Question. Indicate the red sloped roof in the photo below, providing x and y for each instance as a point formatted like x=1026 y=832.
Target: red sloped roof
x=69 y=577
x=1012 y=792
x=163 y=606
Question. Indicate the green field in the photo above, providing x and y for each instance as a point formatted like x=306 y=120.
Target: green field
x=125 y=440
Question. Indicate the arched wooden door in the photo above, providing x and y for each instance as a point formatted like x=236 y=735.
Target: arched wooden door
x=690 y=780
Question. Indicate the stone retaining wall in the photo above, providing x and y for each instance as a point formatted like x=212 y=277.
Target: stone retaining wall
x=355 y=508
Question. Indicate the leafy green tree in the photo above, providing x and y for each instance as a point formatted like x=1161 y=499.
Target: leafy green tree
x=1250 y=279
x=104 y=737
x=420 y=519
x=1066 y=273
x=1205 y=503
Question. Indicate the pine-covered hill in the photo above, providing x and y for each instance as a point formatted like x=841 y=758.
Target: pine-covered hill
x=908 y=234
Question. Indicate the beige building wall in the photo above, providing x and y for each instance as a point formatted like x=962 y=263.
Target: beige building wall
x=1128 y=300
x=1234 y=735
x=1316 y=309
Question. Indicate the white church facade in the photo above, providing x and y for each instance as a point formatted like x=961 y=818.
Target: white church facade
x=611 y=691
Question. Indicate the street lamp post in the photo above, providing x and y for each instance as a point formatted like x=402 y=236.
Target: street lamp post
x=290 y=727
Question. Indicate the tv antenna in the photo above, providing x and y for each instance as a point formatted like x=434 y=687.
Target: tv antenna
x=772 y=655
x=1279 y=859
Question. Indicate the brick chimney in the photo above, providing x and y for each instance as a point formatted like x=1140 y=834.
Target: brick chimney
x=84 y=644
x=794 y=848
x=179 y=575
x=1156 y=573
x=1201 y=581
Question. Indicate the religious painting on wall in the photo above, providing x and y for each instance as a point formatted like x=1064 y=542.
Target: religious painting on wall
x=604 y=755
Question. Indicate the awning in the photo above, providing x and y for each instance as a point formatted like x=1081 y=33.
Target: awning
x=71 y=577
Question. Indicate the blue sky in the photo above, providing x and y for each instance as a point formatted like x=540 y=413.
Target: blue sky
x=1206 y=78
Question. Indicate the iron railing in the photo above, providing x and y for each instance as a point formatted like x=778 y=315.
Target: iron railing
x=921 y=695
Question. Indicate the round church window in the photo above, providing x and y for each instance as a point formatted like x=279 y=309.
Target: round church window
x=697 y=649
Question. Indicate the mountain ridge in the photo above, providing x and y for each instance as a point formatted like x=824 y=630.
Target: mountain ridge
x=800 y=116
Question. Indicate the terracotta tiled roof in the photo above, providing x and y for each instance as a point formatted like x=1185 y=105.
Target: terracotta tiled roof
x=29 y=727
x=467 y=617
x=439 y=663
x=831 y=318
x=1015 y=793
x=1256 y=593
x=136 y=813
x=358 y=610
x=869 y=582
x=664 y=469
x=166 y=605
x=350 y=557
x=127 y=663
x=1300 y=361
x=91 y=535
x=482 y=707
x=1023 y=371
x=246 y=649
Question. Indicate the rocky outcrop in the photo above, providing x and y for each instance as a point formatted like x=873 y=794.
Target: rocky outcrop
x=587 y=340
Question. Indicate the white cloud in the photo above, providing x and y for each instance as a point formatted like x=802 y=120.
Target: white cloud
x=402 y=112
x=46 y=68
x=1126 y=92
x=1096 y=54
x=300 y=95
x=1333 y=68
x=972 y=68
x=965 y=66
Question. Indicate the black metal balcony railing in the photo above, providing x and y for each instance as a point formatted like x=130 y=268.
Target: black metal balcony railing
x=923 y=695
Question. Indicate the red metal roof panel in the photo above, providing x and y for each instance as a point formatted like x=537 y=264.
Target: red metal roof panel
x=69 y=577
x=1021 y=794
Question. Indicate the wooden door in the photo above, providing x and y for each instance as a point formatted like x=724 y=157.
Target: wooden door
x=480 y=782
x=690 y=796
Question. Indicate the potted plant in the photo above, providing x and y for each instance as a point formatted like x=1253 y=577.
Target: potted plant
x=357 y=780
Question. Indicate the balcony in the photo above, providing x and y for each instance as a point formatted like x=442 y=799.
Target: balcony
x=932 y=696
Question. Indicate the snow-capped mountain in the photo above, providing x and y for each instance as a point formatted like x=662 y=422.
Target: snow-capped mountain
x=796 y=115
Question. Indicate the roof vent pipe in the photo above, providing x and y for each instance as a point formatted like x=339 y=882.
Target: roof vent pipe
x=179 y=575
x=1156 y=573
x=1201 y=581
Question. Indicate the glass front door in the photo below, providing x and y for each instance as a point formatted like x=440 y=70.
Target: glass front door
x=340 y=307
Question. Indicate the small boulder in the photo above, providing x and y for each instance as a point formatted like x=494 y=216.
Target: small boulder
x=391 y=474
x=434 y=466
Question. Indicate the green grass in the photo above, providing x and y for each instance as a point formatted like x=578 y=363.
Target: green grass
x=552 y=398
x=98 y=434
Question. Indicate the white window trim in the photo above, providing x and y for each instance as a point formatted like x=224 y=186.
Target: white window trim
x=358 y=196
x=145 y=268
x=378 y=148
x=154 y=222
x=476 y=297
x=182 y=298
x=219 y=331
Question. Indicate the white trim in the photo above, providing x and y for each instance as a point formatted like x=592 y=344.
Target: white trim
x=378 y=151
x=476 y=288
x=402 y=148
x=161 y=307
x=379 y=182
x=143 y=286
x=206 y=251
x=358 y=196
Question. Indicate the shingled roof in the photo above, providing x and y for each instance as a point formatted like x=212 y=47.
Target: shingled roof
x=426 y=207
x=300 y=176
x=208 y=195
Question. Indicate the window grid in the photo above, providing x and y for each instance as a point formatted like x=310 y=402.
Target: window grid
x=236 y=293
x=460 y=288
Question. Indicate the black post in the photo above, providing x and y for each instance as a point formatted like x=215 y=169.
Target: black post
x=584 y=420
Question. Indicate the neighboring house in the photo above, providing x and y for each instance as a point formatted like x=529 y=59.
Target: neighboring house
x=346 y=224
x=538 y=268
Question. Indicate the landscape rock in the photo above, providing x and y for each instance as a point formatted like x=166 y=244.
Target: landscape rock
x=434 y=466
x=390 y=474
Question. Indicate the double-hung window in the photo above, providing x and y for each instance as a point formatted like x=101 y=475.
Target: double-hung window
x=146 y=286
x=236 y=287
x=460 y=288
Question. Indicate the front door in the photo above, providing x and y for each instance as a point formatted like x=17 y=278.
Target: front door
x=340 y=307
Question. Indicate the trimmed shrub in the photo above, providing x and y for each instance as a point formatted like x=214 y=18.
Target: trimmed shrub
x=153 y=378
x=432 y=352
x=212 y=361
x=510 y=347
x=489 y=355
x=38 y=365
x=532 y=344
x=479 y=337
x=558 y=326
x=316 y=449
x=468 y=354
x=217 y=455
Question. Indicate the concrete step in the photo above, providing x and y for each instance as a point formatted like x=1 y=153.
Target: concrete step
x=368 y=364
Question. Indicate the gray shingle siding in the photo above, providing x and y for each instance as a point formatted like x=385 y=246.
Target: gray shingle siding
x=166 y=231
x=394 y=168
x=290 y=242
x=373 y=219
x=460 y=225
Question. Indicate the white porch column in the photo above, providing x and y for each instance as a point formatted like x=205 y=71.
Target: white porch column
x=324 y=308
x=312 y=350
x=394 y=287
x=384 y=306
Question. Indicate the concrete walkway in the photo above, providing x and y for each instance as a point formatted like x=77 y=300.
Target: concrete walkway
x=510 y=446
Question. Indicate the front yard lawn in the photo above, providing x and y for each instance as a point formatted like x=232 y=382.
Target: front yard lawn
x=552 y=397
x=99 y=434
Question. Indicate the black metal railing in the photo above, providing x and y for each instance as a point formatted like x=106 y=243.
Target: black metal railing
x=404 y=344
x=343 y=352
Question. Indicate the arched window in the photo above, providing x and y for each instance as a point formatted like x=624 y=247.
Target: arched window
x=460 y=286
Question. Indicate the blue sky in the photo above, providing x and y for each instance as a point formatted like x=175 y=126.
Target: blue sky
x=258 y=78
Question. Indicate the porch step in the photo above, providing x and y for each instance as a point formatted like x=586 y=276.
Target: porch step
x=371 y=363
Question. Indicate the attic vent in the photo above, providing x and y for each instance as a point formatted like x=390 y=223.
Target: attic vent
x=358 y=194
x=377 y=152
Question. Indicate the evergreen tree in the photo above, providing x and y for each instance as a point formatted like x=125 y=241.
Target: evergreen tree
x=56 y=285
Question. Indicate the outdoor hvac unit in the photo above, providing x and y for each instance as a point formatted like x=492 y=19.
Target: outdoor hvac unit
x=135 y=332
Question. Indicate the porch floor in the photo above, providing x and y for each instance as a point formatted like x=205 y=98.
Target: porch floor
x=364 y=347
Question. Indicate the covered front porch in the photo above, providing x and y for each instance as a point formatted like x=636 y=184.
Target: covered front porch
+---+
Problem description
Revise the stretch of data from the start through the line containing "x=125 y=440", changing "green field" to "grassy meadow" and leaving everything else the same.

Answer for the task
Question. Indicate the red sloped roof in the photo below, providing x and y for each instance as a point formatted like x=1026 y=832.
Target: red sloped roof
x=69 y=577
x=1012 y=792
x=163 y=606
Question. Indicate the grassy meadow in the photo above, providing x and y for each instance as a point formatted like x=306 y=120.
Target: grassy meadow
x=125 y=440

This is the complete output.